EXERCISE OBJECTIVE
Your job is to print the listing exactly.

DATASET CONTENT

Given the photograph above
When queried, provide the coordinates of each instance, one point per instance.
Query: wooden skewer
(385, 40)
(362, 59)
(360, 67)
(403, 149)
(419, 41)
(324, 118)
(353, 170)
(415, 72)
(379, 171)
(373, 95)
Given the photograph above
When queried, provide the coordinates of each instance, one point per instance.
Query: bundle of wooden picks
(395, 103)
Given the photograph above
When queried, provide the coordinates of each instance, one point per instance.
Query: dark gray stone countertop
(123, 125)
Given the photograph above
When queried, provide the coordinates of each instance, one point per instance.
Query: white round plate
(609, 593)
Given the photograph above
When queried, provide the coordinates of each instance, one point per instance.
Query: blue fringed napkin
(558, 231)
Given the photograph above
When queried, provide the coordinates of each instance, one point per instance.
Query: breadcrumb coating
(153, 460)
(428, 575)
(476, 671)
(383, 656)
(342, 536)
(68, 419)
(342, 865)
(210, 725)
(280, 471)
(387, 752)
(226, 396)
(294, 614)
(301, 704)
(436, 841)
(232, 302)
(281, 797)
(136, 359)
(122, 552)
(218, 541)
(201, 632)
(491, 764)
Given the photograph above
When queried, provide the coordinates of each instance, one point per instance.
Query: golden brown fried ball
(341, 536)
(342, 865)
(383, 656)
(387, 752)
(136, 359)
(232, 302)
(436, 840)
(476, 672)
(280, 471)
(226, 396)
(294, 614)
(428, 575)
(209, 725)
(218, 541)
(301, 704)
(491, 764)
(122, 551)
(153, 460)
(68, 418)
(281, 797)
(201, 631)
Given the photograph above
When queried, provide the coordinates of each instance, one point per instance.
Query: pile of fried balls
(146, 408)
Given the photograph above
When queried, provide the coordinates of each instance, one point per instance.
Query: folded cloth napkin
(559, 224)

SOLUTION BELOW
Given the photograph above
When queried, provide the coordinates of each instance, one point per instance.
Query: wooden skewer
(385, 40)
(362, 59)
(360, 67)
(403, 149)
(419, 41)
(324, 118)
(353, 170)
(415, 72)
(379, 171)
(373, 95)
Given the photograph above
When queried, provide the coordinates of each instance, one point per instance.
Query: bundle of wooden picks
(395, 103)
Given the photograph above
When queried, provide the coordinates of each instance, one point per instance.
Query: dark gray stone countertop
(123, 125)
Given the photograph above
When queried, provide the coordinates of each instance, one point per instance.
Query: white round plate
(609, 593)
Given the photograph above
When queried, provide the coordinates of each instance, one point per instance.
Query: blue fringed napkin
(558, 231)
Given the photograph above
When queried, provide the coordinates of each instance, one point per instance.
Query: breadcrumb coating
(153, 460)
(428, 575)
(476, 671)
(383, 656)
(342, 536)
(68, 419)
(342, 865)
(210, 725)
(280, 471)
(387, 752)
(226, 396)
(294, 614)
(301, 704)
(436, 841)
(232, 302)
(281, 797)
(136, 359)
(122, 552)
(218, 541)
(201, 632)
(491, 764)
Given the photograph above
When queried, provide the coordinates of each instance, one point per instance.
Query: golden brown fried ball
(341, 536)
(342, 865)
(383, 656)
(387, 752)
(136, 359)
(232, 302)
(436, 840)
(476, 672)
(280, 471)
(226, 396)
(294, 614)
(428, 575)
(209, 725)
(218, 541)
(301, 704)
(491, 764)
(122, 551)
(153, 460)
(68, 418)
(281, 797)
(201, 631)
Given the photograph above
When queried, provide the coordinates of each instance, one point per instance.
Query: pile of fried balls
(146, 408)
Given the photograph above
When queried, provide the coordinates of each instance, one point per instance.
Query: folded cloth napkin
(559, 224)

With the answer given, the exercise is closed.